Directions: Resume the PyGT.tools documentation on Markov chain analysis right after its final sentence, keeping the same API-reference style.

PyGT.tools

Optimal Markovian coarse-graining for a given community structure

Various functions to analyze Markov chains, including estimating the optimal coarse-grained CTMC for a given community structure.

PyGT.tools.choose_nodes_to_remove(rm_region, pi, tau, style='free_energy', percent_retained=50)[source]

Given a branching probability matrix, stationary distribution and waiting times of a CTMC, return a Boolean array selecting nodes from a given subset to remove by graph transformation according to some simple criteria. [Kannan20b]

Parameters:
  • rm_region ((N,) array) – boolean array that specifies region in which nodes can be removed i.e. for A<->B dynamics, all nodes in A,B should be retained.
  • pi ((N,) array) – stationary distribution
  • tau ((N,) array) – vector of waiting times
  • B (sparse matrix, optional) – sparse matrix of branching (CTMC) or transition (DTMC) probabilities, used for style=’node_degree’
  • style (str, optional) –

    ranking used to remove nodes, from high to low. Highest percentile is removed ‘escape_time’ : (=tau)ascending,

    ’free_energy’ : (=-log|pi|), descending,

    ’hybrid’ : remove nodes in highest percentile in escape_time and free_energy

    ’combined’ : tau * pi, ascending,

    ’node_degree’: descending (requires B),

    Default = free_energy

  • percent_retained (float, optional) – percent of nodes to keep in reduced network. Default = 50.0
Returns:

rm_vec – boolean array that specifies nodes to remove, which will always be a subset of the nodes selected by rm_region

Return type:

(N,) array

PyGT.tools.check_detailed_balance(pi, K)[source]

Check if Markov chain satisfies detailed balance condition, \(k_{ij} \pi_j = k_{ji} \pi_i\) for all \(i,j\).

Parameters:
  • pi (array-like (N,)) – stationary probabilities of full or reduced system
  • K (sparse or dense matrix (N, N)) – transition rate matrix of full or reduced system
Returns:

Self-explanatory

Return type:

success, bool

PyGT.tools.make_fastest_path(G, i, f, depth=1, limit=None)[source]

Wrapper for scipy.sparse.csgraph.shortest_path which returns node indicies on as-determined shortest i->f path and those depth connections away. Used to determine which nodes to remove by graph transformation during sensitivity analysis applied to kinetic transition networks [Swinburne20a].

Data extract:
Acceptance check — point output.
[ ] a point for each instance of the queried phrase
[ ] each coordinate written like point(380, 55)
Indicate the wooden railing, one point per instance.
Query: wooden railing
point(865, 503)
---
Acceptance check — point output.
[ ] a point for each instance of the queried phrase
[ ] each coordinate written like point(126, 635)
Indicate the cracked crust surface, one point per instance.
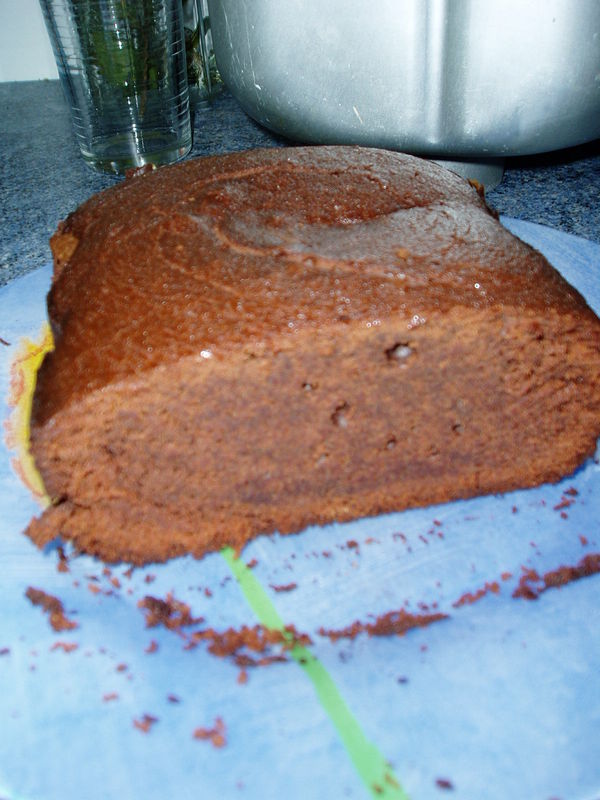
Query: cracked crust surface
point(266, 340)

Exercise answer:
Parameters:
  • B ((N,N) sparse matrix) – Matrix that will be interpreted as weighted graph for path calculation
  • i (int) – Initial node index
  • f (int) – Initial node index
  • depth (int, (default=1)) – Size of near-path region
Returns:

  • path (array_like) – indices of path nodes
  • path_region (array_like) – indices of near-path nodes

PyGT.tools.check_kemeny(pi, tauM)[source]

Check that Markov chain satisfies the Kemeny constant relation, \(\sum_i\pi_i, \mathcal{T}_{ij} = \xi\) for all \(j\), where \(\xi\) is a constant and \(\mathcal{T}_{ij}\) is the j->i mean first passage time.

Parameters:
  • pi (array-like (N,)) – stationary probabilities of full or reduced system
  • tauM (sparse or dense matrix (N, N)) – mean first passage time matrix of full or reduced system
Returns:

  • kemeny_constant, float – Average kemeny constant \(mean(xi)\) across nodes
  • success, bool – Self-explanatory. False if \(std(xi)/mean(xi)>1e-9\)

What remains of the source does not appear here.